───── AVAILABLE RECORDS ─────

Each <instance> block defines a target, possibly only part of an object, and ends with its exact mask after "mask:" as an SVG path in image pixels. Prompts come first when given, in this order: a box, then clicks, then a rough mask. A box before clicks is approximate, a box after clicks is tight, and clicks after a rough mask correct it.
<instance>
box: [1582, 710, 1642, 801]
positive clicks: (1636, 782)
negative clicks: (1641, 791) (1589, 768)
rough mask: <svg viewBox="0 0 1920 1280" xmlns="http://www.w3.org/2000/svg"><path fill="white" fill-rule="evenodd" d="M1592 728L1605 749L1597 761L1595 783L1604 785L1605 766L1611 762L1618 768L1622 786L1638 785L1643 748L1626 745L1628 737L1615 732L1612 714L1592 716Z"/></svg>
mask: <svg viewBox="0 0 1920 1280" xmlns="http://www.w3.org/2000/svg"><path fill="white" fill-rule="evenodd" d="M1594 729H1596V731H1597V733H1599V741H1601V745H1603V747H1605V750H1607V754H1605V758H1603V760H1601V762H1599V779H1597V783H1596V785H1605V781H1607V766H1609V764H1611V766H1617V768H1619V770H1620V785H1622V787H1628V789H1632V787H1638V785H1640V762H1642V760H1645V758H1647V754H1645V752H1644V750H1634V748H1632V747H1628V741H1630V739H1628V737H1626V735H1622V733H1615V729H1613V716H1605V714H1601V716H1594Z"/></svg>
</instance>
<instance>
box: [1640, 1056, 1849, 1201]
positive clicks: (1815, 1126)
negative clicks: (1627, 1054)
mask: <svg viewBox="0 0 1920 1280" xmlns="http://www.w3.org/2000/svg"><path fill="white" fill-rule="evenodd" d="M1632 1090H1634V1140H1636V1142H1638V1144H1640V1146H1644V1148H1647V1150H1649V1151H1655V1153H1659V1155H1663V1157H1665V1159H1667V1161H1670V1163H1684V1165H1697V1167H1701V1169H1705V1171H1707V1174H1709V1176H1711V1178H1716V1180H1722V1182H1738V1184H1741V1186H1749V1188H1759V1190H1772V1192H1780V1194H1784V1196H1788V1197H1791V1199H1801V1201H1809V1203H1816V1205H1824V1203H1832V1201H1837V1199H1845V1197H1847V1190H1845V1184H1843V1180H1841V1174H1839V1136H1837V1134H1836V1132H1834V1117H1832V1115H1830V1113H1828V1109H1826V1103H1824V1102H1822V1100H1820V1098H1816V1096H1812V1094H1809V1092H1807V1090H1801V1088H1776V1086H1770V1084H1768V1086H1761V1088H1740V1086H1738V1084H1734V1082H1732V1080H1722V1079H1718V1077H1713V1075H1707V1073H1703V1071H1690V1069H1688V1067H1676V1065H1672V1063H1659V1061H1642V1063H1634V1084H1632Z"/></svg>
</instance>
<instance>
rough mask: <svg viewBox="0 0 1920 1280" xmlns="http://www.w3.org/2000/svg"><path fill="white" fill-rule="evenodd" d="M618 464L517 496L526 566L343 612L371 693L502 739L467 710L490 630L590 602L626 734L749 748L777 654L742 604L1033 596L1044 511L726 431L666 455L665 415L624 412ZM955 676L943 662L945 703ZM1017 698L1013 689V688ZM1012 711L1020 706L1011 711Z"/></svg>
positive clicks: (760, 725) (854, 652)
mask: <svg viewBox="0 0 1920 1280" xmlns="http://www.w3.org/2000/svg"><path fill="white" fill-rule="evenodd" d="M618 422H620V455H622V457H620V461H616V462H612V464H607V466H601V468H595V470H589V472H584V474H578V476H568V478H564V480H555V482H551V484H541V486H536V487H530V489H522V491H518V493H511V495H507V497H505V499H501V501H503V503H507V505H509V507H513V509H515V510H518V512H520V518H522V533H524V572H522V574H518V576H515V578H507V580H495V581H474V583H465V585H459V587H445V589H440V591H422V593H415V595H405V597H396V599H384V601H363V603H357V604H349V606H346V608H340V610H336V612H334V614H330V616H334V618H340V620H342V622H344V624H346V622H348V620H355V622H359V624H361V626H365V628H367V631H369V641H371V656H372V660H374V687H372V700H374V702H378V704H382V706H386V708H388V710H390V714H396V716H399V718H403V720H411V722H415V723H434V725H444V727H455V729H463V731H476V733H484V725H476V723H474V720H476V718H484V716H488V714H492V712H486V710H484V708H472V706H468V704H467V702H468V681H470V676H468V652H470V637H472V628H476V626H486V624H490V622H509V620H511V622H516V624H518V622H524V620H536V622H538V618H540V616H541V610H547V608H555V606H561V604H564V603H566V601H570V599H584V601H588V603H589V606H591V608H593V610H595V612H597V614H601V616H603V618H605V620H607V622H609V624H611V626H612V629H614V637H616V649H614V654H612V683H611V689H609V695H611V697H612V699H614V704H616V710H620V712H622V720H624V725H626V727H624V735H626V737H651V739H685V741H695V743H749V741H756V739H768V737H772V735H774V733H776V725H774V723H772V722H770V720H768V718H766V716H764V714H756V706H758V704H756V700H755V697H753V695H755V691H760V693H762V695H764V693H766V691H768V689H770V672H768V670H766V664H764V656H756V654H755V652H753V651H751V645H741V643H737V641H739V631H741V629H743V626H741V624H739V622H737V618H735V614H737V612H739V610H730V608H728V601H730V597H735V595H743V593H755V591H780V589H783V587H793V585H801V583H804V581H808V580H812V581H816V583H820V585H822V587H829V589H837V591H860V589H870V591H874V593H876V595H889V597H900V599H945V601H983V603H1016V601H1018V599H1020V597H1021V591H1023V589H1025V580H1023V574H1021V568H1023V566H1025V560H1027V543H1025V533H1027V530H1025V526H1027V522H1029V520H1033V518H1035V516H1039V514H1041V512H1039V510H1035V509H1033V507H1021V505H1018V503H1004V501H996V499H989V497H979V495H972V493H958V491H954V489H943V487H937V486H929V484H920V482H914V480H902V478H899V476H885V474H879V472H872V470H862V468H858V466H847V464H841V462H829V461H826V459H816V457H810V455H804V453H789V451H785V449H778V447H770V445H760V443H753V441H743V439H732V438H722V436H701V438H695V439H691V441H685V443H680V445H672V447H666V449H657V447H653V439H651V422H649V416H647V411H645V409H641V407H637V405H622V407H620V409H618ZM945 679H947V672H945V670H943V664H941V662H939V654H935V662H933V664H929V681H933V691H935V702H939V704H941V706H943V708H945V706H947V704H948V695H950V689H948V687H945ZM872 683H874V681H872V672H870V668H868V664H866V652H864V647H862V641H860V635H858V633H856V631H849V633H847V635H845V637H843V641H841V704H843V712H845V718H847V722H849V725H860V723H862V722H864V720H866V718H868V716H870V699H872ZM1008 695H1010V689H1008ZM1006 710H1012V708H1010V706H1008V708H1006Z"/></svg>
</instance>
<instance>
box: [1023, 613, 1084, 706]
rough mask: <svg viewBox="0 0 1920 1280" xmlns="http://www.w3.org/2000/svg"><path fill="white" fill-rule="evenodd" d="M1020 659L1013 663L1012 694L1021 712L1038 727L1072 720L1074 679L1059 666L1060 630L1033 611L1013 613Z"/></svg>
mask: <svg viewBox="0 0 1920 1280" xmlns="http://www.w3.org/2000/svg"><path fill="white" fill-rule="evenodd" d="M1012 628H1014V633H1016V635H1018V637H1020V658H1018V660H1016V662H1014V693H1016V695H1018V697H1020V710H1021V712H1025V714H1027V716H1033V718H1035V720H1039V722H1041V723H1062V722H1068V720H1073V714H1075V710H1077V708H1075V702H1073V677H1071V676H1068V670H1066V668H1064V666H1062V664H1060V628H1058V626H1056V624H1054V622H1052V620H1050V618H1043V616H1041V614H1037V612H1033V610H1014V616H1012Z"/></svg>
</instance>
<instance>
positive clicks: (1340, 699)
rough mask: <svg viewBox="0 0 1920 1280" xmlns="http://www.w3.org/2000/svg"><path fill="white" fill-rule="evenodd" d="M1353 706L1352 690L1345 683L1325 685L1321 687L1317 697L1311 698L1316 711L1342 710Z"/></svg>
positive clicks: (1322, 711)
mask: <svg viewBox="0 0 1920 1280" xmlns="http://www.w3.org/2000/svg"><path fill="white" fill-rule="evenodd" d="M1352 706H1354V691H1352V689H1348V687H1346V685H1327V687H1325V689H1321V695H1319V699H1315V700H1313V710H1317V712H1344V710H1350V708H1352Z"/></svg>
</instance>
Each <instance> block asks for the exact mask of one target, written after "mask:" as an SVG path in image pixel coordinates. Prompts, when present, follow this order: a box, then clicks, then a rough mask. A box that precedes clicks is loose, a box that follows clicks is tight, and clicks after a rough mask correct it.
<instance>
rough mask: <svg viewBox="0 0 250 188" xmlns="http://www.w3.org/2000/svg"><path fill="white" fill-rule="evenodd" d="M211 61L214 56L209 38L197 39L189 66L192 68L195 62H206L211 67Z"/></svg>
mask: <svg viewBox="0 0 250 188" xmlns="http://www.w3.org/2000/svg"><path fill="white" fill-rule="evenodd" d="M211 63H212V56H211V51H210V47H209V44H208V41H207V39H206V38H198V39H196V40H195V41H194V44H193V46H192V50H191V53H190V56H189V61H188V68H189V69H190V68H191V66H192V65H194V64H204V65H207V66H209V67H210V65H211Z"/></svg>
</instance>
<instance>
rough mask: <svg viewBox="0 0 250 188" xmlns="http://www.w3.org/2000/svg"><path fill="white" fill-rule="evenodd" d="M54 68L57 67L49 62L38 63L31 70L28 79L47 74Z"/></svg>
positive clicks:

─────

_EXERCISE BRIEF:_
Extract every line of the rows above that contains the string "negative", matching case exactly.

_EXPECTED ANSWER:_
negative clicks: (1641, 791) (1589, 768)
negative clicks: (1627, 1054)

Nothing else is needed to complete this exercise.